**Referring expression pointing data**
##########
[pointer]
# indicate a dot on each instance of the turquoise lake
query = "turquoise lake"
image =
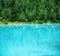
(30, 40)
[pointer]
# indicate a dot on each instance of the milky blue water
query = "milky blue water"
(30, 40)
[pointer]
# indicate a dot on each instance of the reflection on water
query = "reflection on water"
(30, 40)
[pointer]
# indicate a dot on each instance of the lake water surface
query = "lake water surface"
(30, 40)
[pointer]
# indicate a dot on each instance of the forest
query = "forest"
(30, 11)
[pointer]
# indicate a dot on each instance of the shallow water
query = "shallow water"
(30, 40)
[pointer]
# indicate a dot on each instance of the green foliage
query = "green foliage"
(29, 10)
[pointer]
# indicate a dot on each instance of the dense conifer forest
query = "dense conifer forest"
(29, 10)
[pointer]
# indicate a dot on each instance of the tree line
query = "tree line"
(29, 10)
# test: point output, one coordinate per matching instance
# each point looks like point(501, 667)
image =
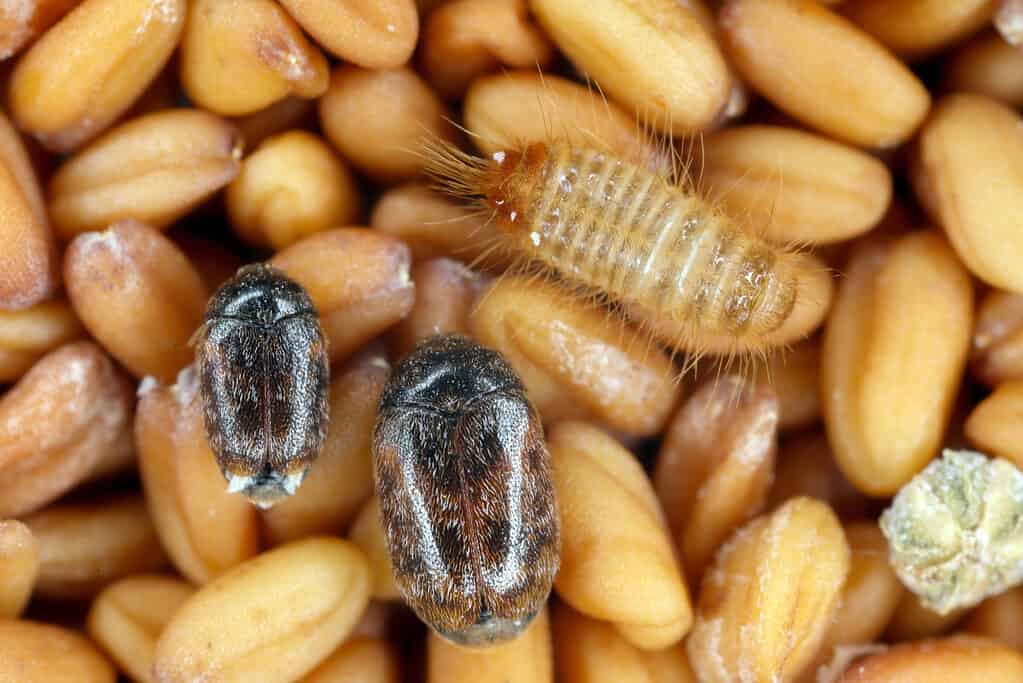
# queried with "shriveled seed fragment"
point(955, 531)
##########
Your answer must consist of the entries, unchanged, with no pictures in it.

[pointer]
# indicate a dot on each instance of the turquoise lake
query = "turquoise lake"
image =
(30, 40)
[pointer]
# indicate a dot on each instance of the milky blue water
query = "milky blue water"
(30, 40)
[pointer]
# indicate a dot on each instance of the reflection on water
query = "reflection on water"
(30, 40)
[pointer]
# indicate a dot on each instance of the lake water surface
query = "lake water surface"
(30, 40)
[pointer]
# indicate a dot on each instance of the forest
query = "forest"
(30, 11)
[pointer]
# indicate a dot on each instance of the shallow water
query = "shallow water"
(30, 40)
[pointer]
# indicate a dot on each instance of the green foliage
query = "green foliage"
(29, 10)
[pointer]
# indicate a dot on each instance of the dense conifer forest
query = "dense conifer forest"
(29, 10)
[pointer]
# indicate a dot on each instance of the tree line
query = "tree line"
(29, 10)
# test: point output, one coordinate per matching instance
# each point looks like point(501, 667)
image =
# queried with "shriveled seed fragment"
point(955, 531)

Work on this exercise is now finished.